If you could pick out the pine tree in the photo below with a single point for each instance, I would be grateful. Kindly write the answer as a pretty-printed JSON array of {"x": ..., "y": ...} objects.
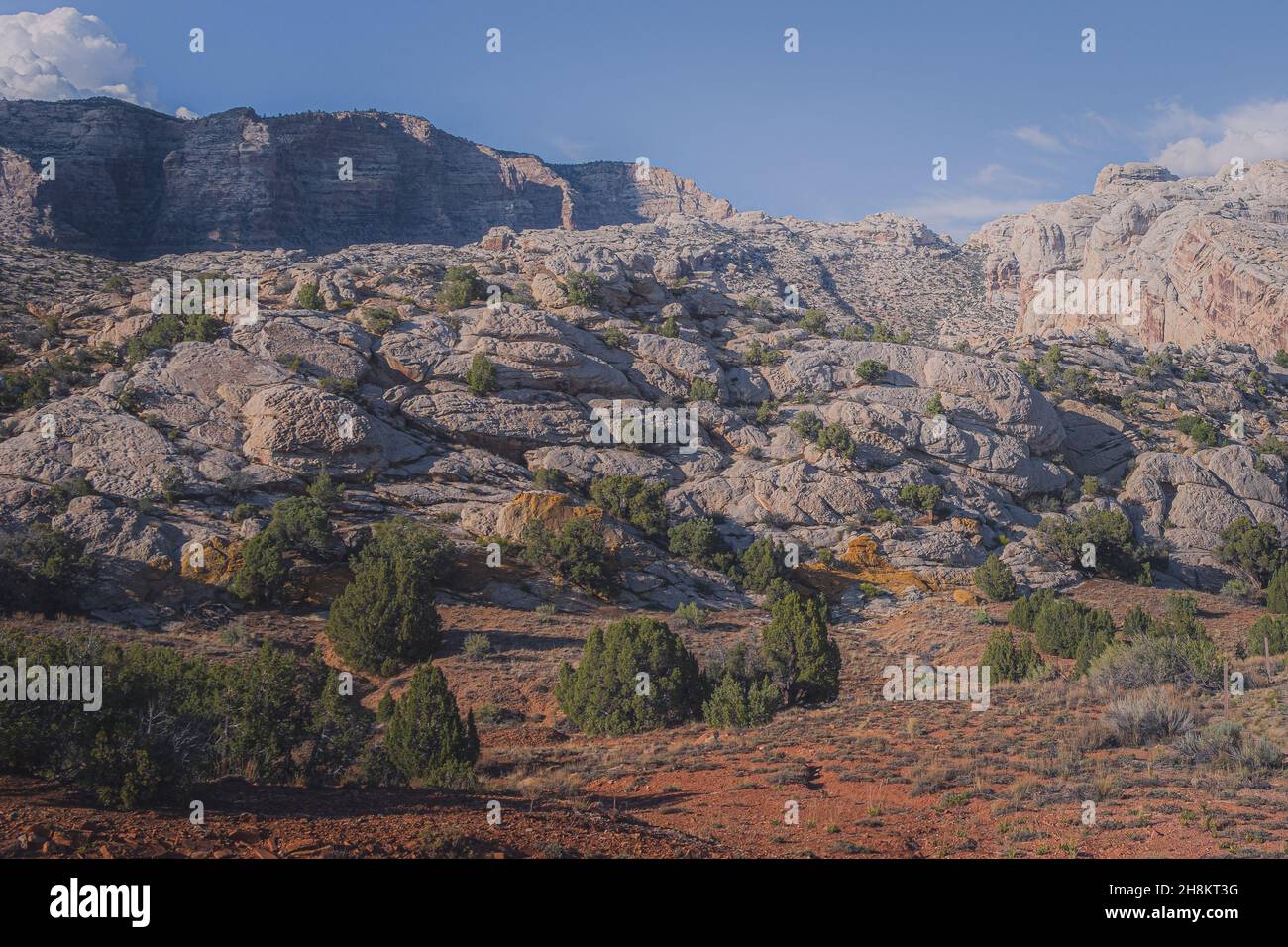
[
  {"x": 385, "y": 617},
  {"x": 798, "y": 651},
  {"x": 426, "y": 740}
]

==*==

▸ Request:
Reproduce the items with "pine tree" replaced by "oak tree" and nothing else altered, leaving out the pictures.

▸ Result of the task:
If you could pick out the oak tree in the photo below with a single point for each instance, I would be grateful. Kindly write the answer as a pretty-printed JSON array of {"x": ..., "y": ...} objects.
[
  {"x": 385, "y": 617},
  {"x": 798, "y": 651},
  {"x": 426, "y": 740}
]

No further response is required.